▸ **AUSZUG ZUM LESEN**
────────
# Lokaldaten



## S7 Frischling (6 Oktober 2009)

Kann man Lokaloperanden in FC, FB programieren.Wenn Ja für was werden sie gebraucht .
Wie ruft man einen FB aus einem FC auf ?Wird das in OB gemacht oder
Würde mich freuen wenn ihr meine Fragen mit kleinen Beispielen erläutern könntet 

M.f.G Carl (54)Anfänger seit 01.08.2009


----------



## Paule (6 Oktober 2009)

Ja Carl,

die Lokaldaten kannst Du im FC und im FB verwenden.
Sie sind wie flüchtige Speicher. Du kannst Dir da nichts dauerhaft merken.
Der FB hat dann noch seinen Statischen Bereich dieser wird dann in dem Instanz Datenbaustein des FB's gespeichert. Und dort kannst Du dir auch dauerhaft etwas ablegen.

Einen FB kannst Du auch aus einer FC aufrufen.

Für was möchtest Du denn Beispiele haben?


----------



## S7 Frischling (6 Oktober 2009)

Kleine Beispiele zu meinewn Fragen zur besseren Verständnis,Bin für alles Dankbar 
   GrussCarl


----------



## crash (6 Oktober 2009)

Vielleicht solltest du mal die Ausbildungsunterlagen von Siemens inhalieren.


----------



## Earny (7 Oktober 2009)

Hallo Frischling,
ich habe Dir da mal etwas zusammengestellt.


Gruß
Earny


----------



## S7 Frischling (8 Oktober 2009)

Earny schrieb:


> Hallo Frischling,
> ich habe Dir da mal etwas zusammengestellt.
> 
> 
> ...


 
Danke du hast mir sehr geholfen

    Gruss Carl


----------



## S7 Frischling (8 Oktober 2009)
────────
▸ **ROHDATEN**
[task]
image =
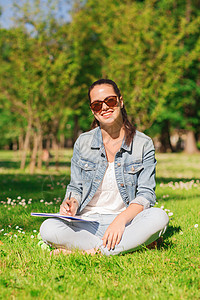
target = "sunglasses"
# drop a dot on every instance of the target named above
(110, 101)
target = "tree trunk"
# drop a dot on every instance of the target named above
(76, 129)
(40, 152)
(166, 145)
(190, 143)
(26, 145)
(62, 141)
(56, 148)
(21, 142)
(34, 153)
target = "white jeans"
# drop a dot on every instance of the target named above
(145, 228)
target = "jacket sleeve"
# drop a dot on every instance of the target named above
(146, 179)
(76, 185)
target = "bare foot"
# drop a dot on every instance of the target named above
────────
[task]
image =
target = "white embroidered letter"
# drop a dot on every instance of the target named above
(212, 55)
────────
▸ **AUFGABE 1**
Geben Sie den Abschnitt des Auszugs wortgetreu wieder, der mit den Worten „Der FB hat dann“ beginnt und mit „denn Beispiele haben?“ endet.
▸ **AUFGABE 2**
Wo wird laut Paule im Auszug der statische Bereich eines FB gespeichert?
Das Material wird hier nicht benötigt.

▸ **LÖSUNG 1**
Der FB hat dann noch seinen Statischen Bereich dieser wird dann in dem Instanz Datenbaustein des FB's gespeichert. Und dort kannst Du dir auch dauerhaft etwas ablegen.

Einen FB kannst Du auch aus einer FC aufrufen.

Für was möchtest Du denn Beispiele haben?

▸ **LÖSUNG 2**
Im Instanz-Datenbaustein des FB.